--- Start of DATASET RECORDS ---

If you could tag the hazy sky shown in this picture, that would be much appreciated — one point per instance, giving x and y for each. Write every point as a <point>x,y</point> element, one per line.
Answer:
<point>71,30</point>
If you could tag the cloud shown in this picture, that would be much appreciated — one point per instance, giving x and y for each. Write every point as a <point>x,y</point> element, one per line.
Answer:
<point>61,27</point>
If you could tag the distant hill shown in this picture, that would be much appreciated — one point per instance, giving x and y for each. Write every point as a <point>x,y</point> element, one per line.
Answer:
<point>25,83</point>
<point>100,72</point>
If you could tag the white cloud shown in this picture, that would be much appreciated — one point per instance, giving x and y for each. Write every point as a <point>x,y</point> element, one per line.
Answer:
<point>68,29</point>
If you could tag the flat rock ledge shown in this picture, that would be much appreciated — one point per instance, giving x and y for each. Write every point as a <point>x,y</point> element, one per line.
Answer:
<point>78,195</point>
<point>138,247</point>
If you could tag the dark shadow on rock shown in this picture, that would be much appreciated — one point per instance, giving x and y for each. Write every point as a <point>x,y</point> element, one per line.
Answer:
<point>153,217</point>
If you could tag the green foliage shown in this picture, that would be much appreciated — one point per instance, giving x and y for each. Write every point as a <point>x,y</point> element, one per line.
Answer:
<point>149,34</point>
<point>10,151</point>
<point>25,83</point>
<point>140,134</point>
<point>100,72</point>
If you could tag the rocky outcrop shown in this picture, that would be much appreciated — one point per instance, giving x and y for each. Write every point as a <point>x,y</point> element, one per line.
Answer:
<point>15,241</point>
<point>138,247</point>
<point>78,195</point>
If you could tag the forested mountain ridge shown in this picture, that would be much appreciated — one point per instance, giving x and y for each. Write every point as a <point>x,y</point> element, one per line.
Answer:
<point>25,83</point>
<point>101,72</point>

--- End of DATASET RECORDS ---

### TASK BRIEF
Turn the records above into a Markdown table with the columns n and Line, putting a row number under n and the line under Line, and skip any blank lines. Begin at the line that contains "If you could tag the cloud" and stop after the line that contains "<point>153,217</point>".

### SOLUTION FOR THIS TASK
| n | Line |
|---|---|
| 1 | If you could tag the cloud shown in this picture, that would be much appreciated — one point per instance, giving x and y for each. Write every point as a <point>x,y</point> element, one per line. |
| 2 | Answer: |
| 3 | <point>61,27</point> |
| 4 | If you could tag the distant hill shown in this picture, that would be much appreciated — one point per instance, giving x and y for each. Write every point as a <point>x,y</point> element, one per line. |
| 5 | Answer: |
| 6 | <point>25,83</point> |
| 7 | <point>100,72</point> |
| 8 | If you could tag the white cloud shown in this picture, that would be much appreciated — one point per instance, giving x and y for each. Write every point as a <point>x,y</point> element, one per line. |
| 9 | Answer: |
| 10 | <point>68,29</point> |
| 11 | If you could tag the flat rock ledge shown in this picture, that would be much appreciated — one point per instance, giving x and y for each. Write every point as a <point>x,y</point> element, one per line. |
| 12 | Answer: |
| 13 | <point>78,195</point> |
| 14 | <point>138,247</point> |
| 15 | If you could tag the dark shadow on rock shown in this picture, that would be much appreciated — one point per instance, giving x and y for each. Write every point as a <point>x,y</point> element, one per line. |
| 16 | Answer: |
| 17 | <point>153,217</point> |